Put every line of the records below into a Markdown table with the columns "Row" and "Text", numbering the rows in order and skipping blank lines. Leave the pictures out.
— START OF Dataset records —
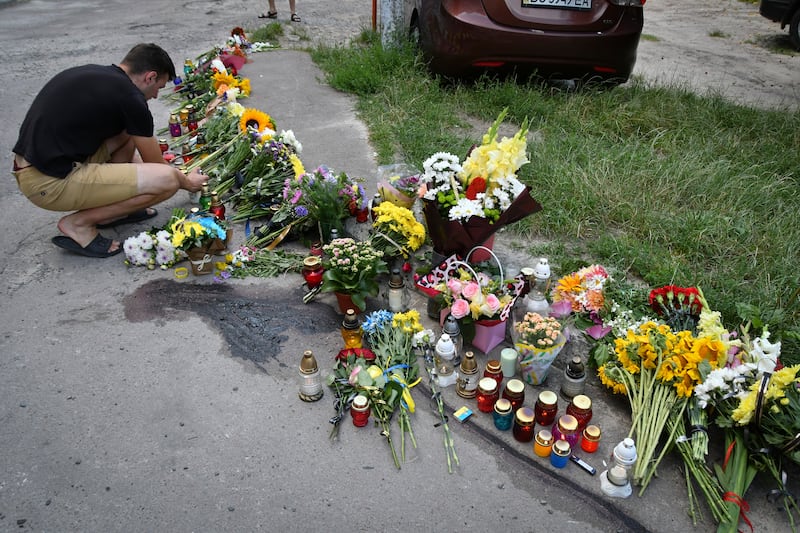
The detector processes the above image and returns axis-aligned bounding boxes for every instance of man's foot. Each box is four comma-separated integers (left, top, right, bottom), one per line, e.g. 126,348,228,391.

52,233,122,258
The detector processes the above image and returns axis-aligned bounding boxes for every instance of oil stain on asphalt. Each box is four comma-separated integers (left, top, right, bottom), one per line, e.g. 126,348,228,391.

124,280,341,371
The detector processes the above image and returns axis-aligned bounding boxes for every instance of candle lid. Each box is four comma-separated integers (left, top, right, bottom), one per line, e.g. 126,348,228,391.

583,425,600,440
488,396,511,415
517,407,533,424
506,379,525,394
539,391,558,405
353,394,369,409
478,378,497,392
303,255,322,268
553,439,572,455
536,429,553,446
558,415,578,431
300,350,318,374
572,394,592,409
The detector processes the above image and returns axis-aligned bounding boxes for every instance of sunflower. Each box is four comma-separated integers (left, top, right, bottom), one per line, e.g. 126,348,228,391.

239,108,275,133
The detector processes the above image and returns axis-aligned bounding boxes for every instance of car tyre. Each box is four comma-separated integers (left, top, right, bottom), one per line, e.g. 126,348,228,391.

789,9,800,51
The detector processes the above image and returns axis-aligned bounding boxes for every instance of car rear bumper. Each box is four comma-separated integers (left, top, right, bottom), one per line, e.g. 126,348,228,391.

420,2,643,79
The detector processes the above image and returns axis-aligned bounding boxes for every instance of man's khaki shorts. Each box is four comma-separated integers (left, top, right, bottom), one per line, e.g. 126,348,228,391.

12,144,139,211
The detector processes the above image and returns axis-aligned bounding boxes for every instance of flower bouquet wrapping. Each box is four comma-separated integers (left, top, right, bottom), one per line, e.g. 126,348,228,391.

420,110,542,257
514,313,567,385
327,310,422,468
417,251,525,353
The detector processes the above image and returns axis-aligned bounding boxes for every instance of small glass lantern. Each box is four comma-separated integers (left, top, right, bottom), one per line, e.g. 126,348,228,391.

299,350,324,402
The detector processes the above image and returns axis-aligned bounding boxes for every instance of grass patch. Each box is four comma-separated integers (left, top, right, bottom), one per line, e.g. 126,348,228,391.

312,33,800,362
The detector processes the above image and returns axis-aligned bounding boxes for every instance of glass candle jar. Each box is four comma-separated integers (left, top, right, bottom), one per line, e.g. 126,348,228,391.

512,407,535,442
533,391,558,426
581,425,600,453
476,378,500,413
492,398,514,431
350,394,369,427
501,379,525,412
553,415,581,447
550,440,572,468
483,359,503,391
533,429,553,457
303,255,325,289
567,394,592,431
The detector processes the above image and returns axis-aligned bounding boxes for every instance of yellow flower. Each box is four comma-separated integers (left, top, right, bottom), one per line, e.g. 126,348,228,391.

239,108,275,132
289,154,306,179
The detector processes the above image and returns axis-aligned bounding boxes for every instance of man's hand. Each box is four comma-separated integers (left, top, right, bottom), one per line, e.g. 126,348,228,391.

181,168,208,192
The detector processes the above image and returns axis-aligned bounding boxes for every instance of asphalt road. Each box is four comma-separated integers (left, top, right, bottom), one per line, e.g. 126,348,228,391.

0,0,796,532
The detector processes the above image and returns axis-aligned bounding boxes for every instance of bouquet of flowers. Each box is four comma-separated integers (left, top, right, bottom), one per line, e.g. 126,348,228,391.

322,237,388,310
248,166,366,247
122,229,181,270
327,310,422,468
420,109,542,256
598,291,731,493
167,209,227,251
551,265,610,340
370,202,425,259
— END OF Dataset records —
**Answer to the problem**
| Row | Text |
|---|---|
| 1 | The detector processes the above image and returns axis-aligned bounding boxes for every instance of man's foot. Each box is four comma-separated integers (left, top, right, bottom), one per line, e.g. 126,348,228,391. |
| 2 | 52,233,122,258 |
| 3 | The detector processes the above image and returns axis-aligned bounding boxes for every instance of oil stain on asphalt. Each box is four comma-separated integers (left, top, right, bottom), one per line, e.g. 126,348,228,391. |
| 4 | 124,280,341,371 |
| 5 | The detector processes the above image and returns axis-aligned bounding boxes for every instance of candle lid. Each box is four comma-separated integers (left, top, right, bottom), one per line, e.g. 126,348,228,391. |
| 6 | 583,425,600,440 |
| 7 | 488,396,511,415 |
| 8 | 517,407,533,424 |
| 9 | 506,379,525,394 |
| 10 | 539,391,558,405 |
| 11 | 353,394,369,409 |
| 12 | 478,378,497,392 |
| 13 | 303,255,322,268 |
| 14 | 553,439,572,455 |
| 15 | 536,429,553,446 |
| 16 | 558,415,578,431 |
| 17 | 300,350,318,374 |
| 18 | 572,394,592,409 |
| 19 | The detector processes the above image and returns axis-aligned bounding boxes for every instance of sunflower. Each box is four comma-separated integers (left, top, right, bottom), one per line, e.g. 126,348,228,391. |
| 20 | 239,108,275,133 |
| 21 | The detector processes the above image and returns axis-aligned bounding boxes for every instance of car tyre. Each box is four comma-separated integers (left, top, right, bottom), one per line, e.g. 126,348,228,391. |
| 22 | 789,9,800,51 |
| 23 | The detector processes the above image and returns axis-aligned bounding boxes for every instance of car rear bumper. Each box is four comma-separated integers (left, top, right, bottom), one per line, e.g. 126,348,228,391. |
| 24 | 420,2,643,79 |
| 25 | The detector processes the above image and returns axis-aligned bounding boxes for every instance of man's khaki shorts. Each box is four comma-separated integers (left, top, right, bottom), one per line, e.g. 126,348,228,391. |
| 26 | 12,144,139,211 |
| 27 | The detector processes the above image and returns axis-aligned bounding boxes for every instance of flower bouquet wrapping. Each box is four comma-separated integers (left, top, right, bottom), one per line, e.g. 126,348,228,391. |
| 28 | 420,110,542,257 |
| 29 | 514,313,567,385 |
| 30 | 327,310,422,468 |
| 31 | 417,251,525,353 |
| 32 | The detector processes the above image and returns axis-aligned bounding boxes for every instance of small glass lantern. Each box is four comma-separated integers (left, top, right, bottom), one per line, e.g. 126,348,228,391. |
| 33 | 299,350,324,402 |
| 34 | The detector processes the above image and returns axis-aligned bounding boxes for every instance of grass patch. Each box is four comma-separated integers (left, top, right, bottom), one per line, e.g. 126,348,228,391. |
| 35 | 312,33,800,362 |
| 36 | The detector processes the above image and returns axis-aligned bounding boxes for every instance of glass candle jar. Each box is four comma-separated integers (left, top, right, bottom), one per line, e.g. 126,348,228,391. |
| 37 | 512,407,535,442 |
| 38 | 533,391,558,426 |
| 39 | 581,425,600,453 |
| 40 | 476,378,500,413 |
| 41 | 492,398,514,431 |
| 42 | 350,394,369,427 |
| 43 | 501,379,525,412 |
| 44 | 553,415,581,447 |
| 45 | 550,440,572,468 |
| 46 | 483,359,503,391 |
| 47 | 533,429,553,457 |
| 48 | 303,255,325,289 |
| 49 | 567,394,592,431 |
| 50 | The detector processes the above image and returns axis-aligned bounding boxes for every instance of yellow flower. Each box is four comma-separated integers (left, top, right, bottom), one per line, e.g. 126,348,228,391. |
| 51 | 239,108,275,132 |
| 52 | 289,154,306,179 |
| 53 | The detector processes the above image and returns axis-aligned bounding boxes for every instance of man's hand. Each box is four comma-separated integers (left, top, right, bottom), one per line, e.g. 126,348,228,391. |
| 54 | 181,168,208,192 |
| 55 | The detector processes the above image and returns axis-aligned bounding boxes for every instance of asphalt road. Each box is four comma-separated integers (left, top, right, bottom), one per line, e.g. 126,348,228,391. |
| 56 | 0,0,796,532 |
| 57 | The detector processes the above image and returns axis-aligned bounding boxes for every instance of bouquet of flowers. Each box is four comma-separated integers (left, top, right, bottom), one per line, e.g. 126,348,228,391. |
| 58 | 322,237,388,310 |
| 59 | 248,166,366,247 |
| 60 | 122,229,181,270 |
| 61 | 327,310,422,468 |
| 62 | 420,109,542,256 |
| 63 | 598,291,731,493 |
| 64 | 167,209,227,251 |
| 65 | 551,265,610,340 |
| 66 | 370,202,425,259 |